● **Written request 1**
Reproduce the part of the article on stock option expensing that opens with "Standard & Poor’s" and closes with "they were zero.", keeping it word for word.
● **Written request 2**
Pick up the article on stock option expensing where it stops and keep writing it.

● **Selected text**
***
Standard & Poor’s announced this week that it’s taking the revolutionary step of including the expense of employee stock options when it calculates companies’ operating earnings. This is revolutionary because current accounting rules don’t require that options expenses be reported — and only two companies in the S&P 500 opt to do so. For the rest, options expenses are effectively treated as though they were zero.
S&P’s action comes as the result of heightened awareness of options stimulated by such high-profile train wrecks as Enron and Global Crossing, where executives reaped fortunes from their options only to have their companies implode a short time later. But those are only the stuff of sensational headlines: The deeper issue is the concern expressed by Federal Reserve Chairman Alan Greenspan in a speech earlier this month: “I fear that the failure to expense stock option grants has introduced a significant distortion in reported earnings.” S&P suggested this week that its inclusion of options expenses in the future would lower operating earnings overall by up to 10%.
For years Warren Buffett has railed against accounting rules that treat options expenses as zero. In an oft-quoted passage from his 1992 letter to shareholders of Berkshire Hathaway, Buffet wrote, “If options aren’t a form of compensation, what are they? If compensation isn’t an expense, what is it? And, if expenses shouldn’t go into the calculation of earnings, where in the world should they go?”
Buffett has been vociferously opposed all these years by technology-company executives whose companies issue tons of options, and whose reported profits would be most affected by having to include options expenses. Cypress Semiconductor CEO T. J. Rodgers has argued that options expenses shouldn’t hit earnings because options are nothing more than a matter of dilution: “Shares outstanding, including options, are reported to investors quarterly and also dilute the earnings per share.” Rodgers objects to the prospect of having to “pay for stock options twice, first through the dilution of earnings caused by the share-count increase and then again by the newly mandated expense.” And venture capitalist John Doerr argues that “…options are not a cash expense” because they pay off in the form of stock.
The last time the debate about stock options was taken up by the Financial Accounting Standards Board, the private body that sets generally accepted accounting principles, was in the early 1990s. At that time the FASB wanted to mandate including options expenses in earnings — but pressure from companies that issue options was so intense that, after years of bitter wrangling, new expensing rules were made optional. As FASB put it at the time, “The nature of the debate threatened the future of accounting-standards setting in the private sector…. [L]ogical consideration of issues that usually leads to improvement in financial reporting was no longer present.”
***
● **Stored data**
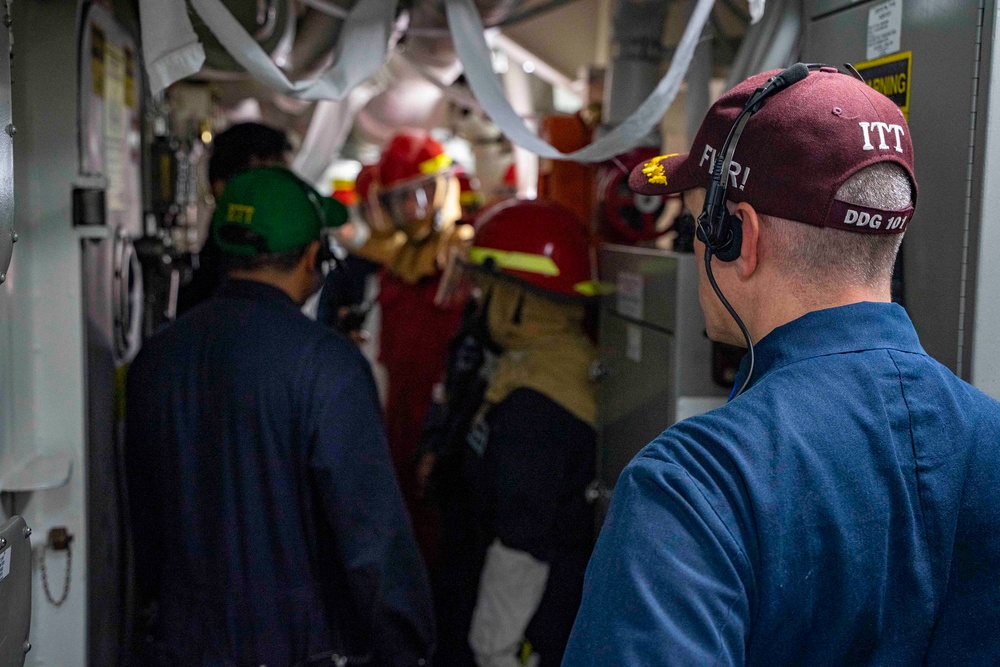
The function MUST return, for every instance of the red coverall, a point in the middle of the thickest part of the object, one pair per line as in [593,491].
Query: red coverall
[413,349]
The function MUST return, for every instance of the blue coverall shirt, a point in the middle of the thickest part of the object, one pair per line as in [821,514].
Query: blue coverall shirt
[268,525]
[844,510]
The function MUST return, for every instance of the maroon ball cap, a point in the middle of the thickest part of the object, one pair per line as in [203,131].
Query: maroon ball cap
[796,152]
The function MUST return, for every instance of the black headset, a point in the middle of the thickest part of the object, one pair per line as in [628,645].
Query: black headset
[720,230]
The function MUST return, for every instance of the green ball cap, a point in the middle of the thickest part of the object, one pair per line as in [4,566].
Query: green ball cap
[271,210]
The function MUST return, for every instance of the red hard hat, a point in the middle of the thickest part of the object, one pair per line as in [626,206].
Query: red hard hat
[411,154]
[468,190]
[537,241]
[366,177]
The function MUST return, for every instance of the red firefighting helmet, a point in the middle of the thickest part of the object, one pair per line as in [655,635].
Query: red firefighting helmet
[470,196]
[366,185]
[538,242]
[413,183]
[411,155]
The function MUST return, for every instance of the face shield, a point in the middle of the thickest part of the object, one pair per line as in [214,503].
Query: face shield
[415,207]
[370,212]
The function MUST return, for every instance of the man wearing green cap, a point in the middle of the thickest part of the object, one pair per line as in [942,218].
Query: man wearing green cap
[268,526]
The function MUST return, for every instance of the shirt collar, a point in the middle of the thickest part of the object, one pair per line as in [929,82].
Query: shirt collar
[232,288]
[853,328]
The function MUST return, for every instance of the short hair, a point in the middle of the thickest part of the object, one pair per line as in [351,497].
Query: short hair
[284,262]
[234,149]
[818,255]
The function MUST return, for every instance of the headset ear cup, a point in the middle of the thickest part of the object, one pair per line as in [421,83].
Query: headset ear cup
[732,239]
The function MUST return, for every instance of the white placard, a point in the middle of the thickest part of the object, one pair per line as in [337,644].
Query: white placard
[629,292]
[633,342]
[885,23]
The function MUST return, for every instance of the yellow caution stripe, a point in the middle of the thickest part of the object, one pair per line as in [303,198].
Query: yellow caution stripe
[515,261]
[435,164]
[593,288]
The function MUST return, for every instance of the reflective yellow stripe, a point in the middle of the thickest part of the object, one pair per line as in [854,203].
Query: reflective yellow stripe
[435,164]
[515,261]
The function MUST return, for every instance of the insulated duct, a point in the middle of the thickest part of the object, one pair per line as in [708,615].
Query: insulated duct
[419,73]
[467,31]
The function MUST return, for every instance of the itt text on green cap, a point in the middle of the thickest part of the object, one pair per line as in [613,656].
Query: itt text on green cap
[271,210]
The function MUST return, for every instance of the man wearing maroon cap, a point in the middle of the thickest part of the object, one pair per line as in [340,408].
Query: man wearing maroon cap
[842,507]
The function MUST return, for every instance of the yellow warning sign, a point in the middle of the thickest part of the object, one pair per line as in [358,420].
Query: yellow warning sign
[891,77]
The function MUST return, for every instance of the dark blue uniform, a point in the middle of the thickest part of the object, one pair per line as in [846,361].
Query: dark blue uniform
[842,511]
[268,525]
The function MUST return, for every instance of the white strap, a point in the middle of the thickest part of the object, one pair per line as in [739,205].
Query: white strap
[172,50]
[169,44]
[470,44]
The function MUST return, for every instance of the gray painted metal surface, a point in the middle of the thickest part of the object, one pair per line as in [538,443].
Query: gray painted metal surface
[947,123]
[15,591]
[986,318]
[7,130]
[655,358]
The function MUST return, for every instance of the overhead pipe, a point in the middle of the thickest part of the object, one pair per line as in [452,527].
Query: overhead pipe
[419,73]
[636,58]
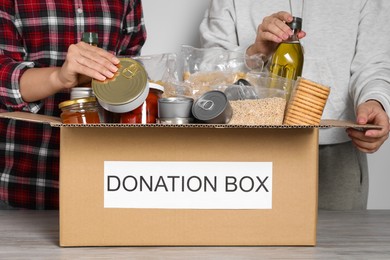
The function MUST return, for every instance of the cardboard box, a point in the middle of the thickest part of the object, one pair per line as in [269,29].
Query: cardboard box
[275,205]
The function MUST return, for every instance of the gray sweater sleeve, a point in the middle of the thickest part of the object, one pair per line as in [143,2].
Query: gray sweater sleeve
[370,68]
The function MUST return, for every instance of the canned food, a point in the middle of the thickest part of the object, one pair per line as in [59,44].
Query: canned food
[213,107]
[124,92]
[175,107]
[147,113]
[80,111]
[81,92]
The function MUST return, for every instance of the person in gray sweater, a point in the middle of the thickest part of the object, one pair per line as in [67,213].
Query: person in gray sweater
[347,47]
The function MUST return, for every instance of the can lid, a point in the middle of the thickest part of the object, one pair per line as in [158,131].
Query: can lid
[127,85]
[210,105]
[176,100]
[90,37]
[76,101]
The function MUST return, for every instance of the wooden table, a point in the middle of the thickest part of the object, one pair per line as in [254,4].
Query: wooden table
[341,235]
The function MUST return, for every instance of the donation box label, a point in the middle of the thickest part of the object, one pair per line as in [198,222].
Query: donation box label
[188,185]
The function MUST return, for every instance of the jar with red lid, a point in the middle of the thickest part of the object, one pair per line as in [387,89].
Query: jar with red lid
[146,113]
[80,111]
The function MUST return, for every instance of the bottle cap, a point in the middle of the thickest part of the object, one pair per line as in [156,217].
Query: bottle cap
[296,23]
[90,37]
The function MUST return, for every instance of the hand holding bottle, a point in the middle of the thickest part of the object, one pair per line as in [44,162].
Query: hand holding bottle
[272,31]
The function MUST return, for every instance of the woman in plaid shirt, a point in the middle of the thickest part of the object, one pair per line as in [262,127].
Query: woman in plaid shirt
[41,59]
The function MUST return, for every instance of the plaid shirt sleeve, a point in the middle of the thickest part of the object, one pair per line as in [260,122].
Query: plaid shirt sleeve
[29,152]
[134,26]
[12,64]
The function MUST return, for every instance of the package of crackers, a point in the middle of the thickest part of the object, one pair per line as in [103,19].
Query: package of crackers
[307,103]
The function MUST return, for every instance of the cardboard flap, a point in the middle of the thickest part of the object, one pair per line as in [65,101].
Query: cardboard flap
[346,124]
[31,117]
[55,121]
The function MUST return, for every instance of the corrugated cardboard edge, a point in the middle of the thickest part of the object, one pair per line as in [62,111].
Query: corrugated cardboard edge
[56,122]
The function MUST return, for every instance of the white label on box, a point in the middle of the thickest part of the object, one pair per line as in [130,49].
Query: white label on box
[188,185]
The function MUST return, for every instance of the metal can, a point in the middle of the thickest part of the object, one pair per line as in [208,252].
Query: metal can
[147,113]
[124,92]
[175,107]
[213,107]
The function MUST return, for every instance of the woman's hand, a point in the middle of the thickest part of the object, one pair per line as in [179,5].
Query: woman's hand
[83,60]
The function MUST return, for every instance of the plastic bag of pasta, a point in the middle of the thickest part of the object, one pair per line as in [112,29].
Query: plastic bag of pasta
[206,69]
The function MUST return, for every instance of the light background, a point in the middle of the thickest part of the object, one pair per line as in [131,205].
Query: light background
[171,23]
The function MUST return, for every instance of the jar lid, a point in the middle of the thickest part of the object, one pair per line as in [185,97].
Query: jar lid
[125,91]
[76,101]
[212,107]
[81,92]
[156,86]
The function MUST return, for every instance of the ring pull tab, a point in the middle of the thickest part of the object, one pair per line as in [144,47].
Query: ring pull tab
[206,104]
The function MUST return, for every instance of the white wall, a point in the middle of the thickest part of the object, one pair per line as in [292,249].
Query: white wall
[171,23]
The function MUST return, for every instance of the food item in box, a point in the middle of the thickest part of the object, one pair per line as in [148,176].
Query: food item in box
[307,103]
[264,111]
[80,111]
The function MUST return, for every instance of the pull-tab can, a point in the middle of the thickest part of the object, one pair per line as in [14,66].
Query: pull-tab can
[212,107]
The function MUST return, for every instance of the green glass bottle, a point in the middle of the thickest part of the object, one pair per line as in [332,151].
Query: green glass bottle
[287,61]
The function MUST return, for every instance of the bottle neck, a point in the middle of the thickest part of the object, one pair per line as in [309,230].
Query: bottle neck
[294,36]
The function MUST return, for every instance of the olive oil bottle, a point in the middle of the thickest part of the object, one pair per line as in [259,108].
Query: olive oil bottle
[287,61]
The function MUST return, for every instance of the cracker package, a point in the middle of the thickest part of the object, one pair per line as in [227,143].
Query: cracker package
[307,103]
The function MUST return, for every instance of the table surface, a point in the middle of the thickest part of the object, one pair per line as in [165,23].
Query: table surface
[32,234]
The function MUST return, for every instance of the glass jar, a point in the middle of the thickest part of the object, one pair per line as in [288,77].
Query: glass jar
[80,111]
[146,113]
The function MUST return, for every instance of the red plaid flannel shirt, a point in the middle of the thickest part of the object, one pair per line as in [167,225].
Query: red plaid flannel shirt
[36,33]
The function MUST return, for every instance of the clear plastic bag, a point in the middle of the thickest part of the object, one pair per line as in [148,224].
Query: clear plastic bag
[206,69]
[261,101]
[163,70]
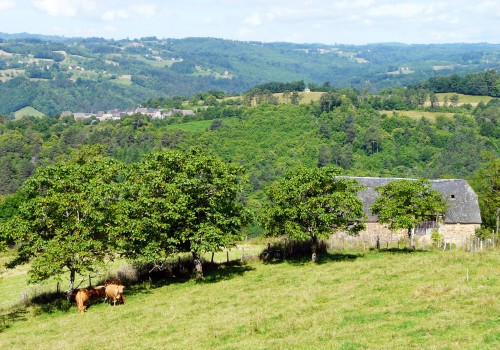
***
● **Final answer 1**
Standard & Poor’s announced this week that it’s taking the revolutionary step of including the expense of employee stock options when it calculates companies’ operating earnings. This is revolutionary because current accounting rules don’t require that options expenses be reported — and only two companies in the S&P 500 opt to do so. For the rest, options expenses are effectively treated as though they were zero.

● **Final answer 2**
Are options just another business expense that should be reflected in operating earnings? For many years I didn’t think so. But I admit that I’ve been prejudiced on the subject.
I’ve lived in Silicon Valley for years, and I’ve seen first-hand how stock options have motivated hard-working executives, engineers and other employees of high-tech companies to create wealth for themselves and for shareholders at the same time. And I’m well aware of the mistrust and envy of this new wealth — and the power that comes along with it — from the old-line business establishment that’s threatened by the upstart technology sector, and by millions of ordinary people who are angry that they didn’t get a seat on what they think is a gravy train. So I’ve always been very suspicious about attempts to reform option accounting — if the wealth-creation machine ain’t broke, let’s not try to fix it.
But as I’ve done more research in this area with Dr. Reuven Brenner, and I’ve come to the conclusion that granting stock options is indeed an expense, an expense that should be included in companies’ financial statements. Here’s why. It’s really astonishingly simple.
An option is a contract that allows an employee to buy his company’s stock in the future, but at a price locked in at the time the option is granted. If the company’s stock price is $20 when the option is granted, typically the employee would have the right to exercise the option and buy the stock at $20 any time over the next 10 years (usually after having continued to work for the company for a minimum period in order to qualify). If the stock is trading at $50 in five years, the employee might exercise his option. He pays $20 to the company (which the company puts into its treasury), and the company issues shares to him. He turns around and sells his shares in the market at $50, and pockets a profit of $30.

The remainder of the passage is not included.